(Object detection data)

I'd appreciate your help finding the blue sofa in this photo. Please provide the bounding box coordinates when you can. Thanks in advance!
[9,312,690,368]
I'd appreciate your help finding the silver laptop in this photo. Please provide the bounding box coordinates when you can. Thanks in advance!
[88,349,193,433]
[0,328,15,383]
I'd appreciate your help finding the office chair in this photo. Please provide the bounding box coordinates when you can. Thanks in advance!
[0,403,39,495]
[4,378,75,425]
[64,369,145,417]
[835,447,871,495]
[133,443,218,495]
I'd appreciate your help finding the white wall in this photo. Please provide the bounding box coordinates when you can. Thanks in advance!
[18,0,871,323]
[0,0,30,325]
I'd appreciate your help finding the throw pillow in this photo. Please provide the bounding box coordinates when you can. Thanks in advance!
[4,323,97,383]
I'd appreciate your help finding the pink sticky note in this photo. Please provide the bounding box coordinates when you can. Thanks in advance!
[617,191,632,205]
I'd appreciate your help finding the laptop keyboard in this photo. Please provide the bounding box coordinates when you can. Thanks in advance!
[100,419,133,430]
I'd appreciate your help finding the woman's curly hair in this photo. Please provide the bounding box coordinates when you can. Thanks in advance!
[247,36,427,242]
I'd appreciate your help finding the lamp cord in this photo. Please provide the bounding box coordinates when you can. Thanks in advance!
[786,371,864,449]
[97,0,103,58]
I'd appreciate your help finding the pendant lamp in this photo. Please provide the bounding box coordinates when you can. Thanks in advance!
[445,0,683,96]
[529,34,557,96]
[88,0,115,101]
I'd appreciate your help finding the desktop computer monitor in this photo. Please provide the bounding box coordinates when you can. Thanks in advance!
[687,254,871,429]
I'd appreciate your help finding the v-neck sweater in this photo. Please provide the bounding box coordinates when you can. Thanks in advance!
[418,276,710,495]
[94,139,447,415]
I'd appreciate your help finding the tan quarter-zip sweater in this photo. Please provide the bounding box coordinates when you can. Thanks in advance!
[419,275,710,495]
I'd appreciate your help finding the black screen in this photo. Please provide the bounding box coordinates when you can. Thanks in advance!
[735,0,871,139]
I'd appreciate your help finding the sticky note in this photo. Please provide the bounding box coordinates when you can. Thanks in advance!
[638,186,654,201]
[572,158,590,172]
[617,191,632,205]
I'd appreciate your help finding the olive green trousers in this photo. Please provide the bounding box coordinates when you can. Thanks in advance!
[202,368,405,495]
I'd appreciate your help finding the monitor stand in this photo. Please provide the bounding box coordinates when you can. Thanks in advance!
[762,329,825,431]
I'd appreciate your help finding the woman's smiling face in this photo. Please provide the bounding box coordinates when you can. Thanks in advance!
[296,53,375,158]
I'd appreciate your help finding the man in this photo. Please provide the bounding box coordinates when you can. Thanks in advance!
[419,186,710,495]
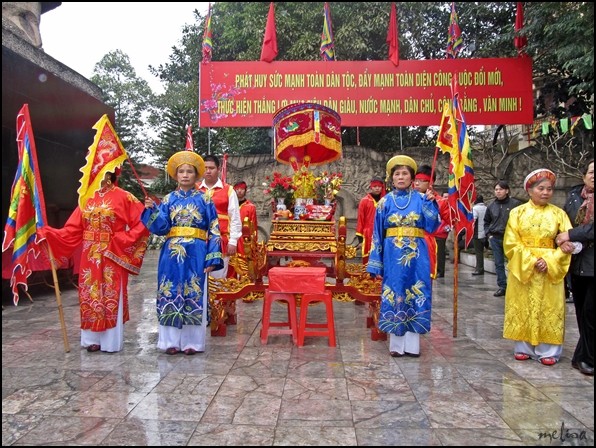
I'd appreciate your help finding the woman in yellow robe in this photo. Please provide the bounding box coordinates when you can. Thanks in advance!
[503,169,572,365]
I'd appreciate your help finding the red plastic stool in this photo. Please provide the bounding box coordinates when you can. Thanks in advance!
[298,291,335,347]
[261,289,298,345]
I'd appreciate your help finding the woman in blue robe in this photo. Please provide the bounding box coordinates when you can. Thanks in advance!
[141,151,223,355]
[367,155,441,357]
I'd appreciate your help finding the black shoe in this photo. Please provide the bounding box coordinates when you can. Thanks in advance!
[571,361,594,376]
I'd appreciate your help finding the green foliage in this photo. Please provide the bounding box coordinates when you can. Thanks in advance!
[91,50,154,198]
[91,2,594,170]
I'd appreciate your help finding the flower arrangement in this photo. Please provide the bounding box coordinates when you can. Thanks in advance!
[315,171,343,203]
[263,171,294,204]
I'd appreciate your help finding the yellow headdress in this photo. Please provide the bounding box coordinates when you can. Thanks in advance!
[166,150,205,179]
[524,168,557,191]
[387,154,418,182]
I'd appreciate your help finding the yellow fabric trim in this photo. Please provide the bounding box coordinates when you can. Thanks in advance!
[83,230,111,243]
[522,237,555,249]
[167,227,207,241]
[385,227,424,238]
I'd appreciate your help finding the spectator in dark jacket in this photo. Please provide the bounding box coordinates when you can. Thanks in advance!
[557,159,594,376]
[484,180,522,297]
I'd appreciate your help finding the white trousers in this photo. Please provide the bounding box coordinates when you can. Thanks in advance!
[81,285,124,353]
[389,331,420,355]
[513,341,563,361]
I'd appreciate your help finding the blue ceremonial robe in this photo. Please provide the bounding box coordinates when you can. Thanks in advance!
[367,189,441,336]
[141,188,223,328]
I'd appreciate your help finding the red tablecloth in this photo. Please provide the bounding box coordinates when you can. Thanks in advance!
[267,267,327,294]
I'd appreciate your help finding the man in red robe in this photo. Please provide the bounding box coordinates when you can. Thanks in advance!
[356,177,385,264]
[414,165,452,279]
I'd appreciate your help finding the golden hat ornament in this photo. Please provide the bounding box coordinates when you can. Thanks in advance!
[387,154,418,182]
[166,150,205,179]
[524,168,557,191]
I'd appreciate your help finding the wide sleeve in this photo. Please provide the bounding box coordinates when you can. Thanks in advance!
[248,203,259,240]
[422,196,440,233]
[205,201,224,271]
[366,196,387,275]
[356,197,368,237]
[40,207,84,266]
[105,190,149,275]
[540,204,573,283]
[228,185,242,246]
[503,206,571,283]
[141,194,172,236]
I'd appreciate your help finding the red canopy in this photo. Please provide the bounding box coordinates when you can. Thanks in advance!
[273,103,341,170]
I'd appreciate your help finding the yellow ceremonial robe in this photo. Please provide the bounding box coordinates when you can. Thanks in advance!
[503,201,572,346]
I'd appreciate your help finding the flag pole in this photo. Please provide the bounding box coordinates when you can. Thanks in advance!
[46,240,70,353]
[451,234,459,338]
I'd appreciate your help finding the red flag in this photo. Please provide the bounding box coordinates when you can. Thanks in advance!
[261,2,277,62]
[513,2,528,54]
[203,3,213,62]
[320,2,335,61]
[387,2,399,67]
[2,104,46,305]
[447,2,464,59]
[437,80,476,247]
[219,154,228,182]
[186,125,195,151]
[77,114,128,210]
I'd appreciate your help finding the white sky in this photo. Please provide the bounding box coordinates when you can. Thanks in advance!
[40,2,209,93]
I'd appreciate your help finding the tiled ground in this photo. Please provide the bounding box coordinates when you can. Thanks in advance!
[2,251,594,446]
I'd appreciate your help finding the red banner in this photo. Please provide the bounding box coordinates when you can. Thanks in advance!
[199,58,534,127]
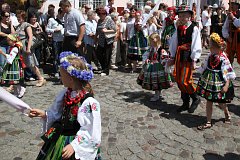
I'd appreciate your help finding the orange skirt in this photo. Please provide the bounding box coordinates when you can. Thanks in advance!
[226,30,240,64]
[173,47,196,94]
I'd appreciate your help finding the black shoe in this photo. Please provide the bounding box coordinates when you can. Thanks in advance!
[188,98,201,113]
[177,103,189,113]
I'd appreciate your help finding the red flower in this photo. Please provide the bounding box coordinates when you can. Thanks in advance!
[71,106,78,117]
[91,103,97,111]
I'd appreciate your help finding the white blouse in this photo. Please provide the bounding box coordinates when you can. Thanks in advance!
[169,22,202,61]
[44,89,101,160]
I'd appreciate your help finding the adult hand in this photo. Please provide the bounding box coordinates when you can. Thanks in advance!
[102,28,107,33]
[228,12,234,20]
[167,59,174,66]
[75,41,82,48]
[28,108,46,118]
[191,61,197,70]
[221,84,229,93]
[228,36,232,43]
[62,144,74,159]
...
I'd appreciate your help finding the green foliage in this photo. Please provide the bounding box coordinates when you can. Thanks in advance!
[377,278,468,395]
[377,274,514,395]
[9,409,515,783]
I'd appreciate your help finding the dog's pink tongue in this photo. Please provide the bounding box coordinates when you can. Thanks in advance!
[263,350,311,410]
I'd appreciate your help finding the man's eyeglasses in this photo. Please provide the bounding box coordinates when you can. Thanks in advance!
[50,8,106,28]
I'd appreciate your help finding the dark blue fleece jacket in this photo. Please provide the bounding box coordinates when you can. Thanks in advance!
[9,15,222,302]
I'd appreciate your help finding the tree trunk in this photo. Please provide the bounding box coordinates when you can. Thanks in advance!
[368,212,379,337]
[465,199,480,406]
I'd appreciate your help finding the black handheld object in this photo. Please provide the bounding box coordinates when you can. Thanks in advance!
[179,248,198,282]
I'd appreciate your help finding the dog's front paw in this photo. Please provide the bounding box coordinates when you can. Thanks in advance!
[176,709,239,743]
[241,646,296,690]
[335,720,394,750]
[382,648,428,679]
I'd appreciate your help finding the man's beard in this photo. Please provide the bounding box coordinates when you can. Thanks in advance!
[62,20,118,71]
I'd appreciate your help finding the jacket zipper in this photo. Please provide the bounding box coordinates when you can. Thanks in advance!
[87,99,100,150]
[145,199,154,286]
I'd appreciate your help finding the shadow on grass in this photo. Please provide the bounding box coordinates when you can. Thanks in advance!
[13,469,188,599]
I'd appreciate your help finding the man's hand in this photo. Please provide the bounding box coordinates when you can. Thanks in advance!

## WHAT IS REQUIRED
Copy word for word the lines of the listing above, from the line containing "I'd appreciate your help finding the blue sofa" through the line containing "[0,328,15,383]", with both of those lines included.

## WRITTEN ANSWER
I'd appreciate your help finding the blue sofa in this photo. Please provide the bounding box coordinates when you can. Thanks in advance!
[9,312,690,368]
I'd appreciate your help finding the silver laptop in this photo. Please provide the bounding box coordinates when you can. Thanks in advance!
[88,349,193,433]
[0,328,15,383]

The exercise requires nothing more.